Instructions for the task
Count the lines of the material below that contain the string "loom", and reply with the number alone.

Boundary annotation records

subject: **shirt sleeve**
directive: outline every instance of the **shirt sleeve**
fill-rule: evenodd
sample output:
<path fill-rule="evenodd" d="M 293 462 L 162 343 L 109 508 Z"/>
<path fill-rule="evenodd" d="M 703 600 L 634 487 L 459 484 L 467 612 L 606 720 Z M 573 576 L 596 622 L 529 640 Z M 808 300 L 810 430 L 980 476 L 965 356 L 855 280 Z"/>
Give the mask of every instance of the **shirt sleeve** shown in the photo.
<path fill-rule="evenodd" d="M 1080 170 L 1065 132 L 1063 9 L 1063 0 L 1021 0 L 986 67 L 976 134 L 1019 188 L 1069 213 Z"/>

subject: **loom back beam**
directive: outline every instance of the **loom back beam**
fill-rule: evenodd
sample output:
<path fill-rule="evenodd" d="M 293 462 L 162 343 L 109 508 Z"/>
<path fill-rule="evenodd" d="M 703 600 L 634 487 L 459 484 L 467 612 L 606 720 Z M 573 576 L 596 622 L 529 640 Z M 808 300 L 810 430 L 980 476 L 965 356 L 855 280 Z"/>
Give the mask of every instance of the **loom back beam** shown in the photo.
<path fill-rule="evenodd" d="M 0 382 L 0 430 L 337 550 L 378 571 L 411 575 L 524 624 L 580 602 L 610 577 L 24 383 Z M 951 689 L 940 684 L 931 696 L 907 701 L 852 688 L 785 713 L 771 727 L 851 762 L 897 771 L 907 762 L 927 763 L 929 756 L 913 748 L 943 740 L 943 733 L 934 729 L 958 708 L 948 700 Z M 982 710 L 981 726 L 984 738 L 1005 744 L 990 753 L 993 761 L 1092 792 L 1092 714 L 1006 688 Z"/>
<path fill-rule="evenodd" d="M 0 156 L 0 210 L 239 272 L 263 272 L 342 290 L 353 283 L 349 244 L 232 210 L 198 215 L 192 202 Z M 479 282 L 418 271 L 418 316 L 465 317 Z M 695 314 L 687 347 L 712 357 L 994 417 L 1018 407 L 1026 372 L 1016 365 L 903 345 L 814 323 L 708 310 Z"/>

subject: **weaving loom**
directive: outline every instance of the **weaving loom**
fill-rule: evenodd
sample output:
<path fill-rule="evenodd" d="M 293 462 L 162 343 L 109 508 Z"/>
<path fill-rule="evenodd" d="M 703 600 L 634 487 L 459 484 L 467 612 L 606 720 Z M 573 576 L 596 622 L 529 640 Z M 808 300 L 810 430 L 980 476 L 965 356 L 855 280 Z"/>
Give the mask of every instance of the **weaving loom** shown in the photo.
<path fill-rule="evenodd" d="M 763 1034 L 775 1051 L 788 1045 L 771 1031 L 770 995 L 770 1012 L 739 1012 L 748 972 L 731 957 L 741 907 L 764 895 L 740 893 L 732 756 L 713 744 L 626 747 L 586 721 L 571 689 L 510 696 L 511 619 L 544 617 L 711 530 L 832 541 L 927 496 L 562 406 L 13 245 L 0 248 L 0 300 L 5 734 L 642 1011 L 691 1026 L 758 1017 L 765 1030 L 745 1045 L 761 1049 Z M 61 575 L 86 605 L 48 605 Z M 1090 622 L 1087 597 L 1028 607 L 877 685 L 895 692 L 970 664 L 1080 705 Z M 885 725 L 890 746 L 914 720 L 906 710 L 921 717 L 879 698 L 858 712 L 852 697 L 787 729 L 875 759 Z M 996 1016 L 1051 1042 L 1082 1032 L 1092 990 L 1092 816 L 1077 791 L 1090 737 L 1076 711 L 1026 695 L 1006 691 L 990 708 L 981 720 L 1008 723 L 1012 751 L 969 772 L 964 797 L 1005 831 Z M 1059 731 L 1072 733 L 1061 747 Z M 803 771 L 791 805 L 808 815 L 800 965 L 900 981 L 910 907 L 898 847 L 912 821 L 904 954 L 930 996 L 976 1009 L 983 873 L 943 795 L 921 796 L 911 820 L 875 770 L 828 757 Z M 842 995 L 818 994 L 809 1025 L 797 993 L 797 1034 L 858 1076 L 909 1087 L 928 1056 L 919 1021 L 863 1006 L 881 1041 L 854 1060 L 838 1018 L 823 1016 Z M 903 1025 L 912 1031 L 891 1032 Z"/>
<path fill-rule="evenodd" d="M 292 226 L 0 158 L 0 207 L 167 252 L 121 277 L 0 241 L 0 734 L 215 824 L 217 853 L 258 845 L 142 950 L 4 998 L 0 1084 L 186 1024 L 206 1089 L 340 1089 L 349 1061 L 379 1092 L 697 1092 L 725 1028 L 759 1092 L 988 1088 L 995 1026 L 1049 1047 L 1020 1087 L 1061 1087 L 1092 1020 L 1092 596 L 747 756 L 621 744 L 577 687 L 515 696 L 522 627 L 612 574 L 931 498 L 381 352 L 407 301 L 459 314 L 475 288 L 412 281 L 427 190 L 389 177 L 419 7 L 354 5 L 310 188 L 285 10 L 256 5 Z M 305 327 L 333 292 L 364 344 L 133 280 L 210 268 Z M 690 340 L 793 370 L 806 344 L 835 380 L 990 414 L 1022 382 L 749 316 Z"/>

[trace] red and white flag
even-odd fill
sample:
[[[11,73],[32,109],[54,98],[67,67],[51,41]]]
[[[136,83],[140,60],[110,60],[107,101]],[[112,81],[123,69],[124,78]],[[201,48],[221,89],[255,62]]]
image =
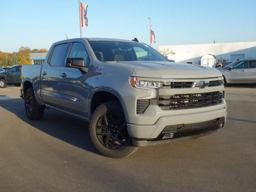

Task output
6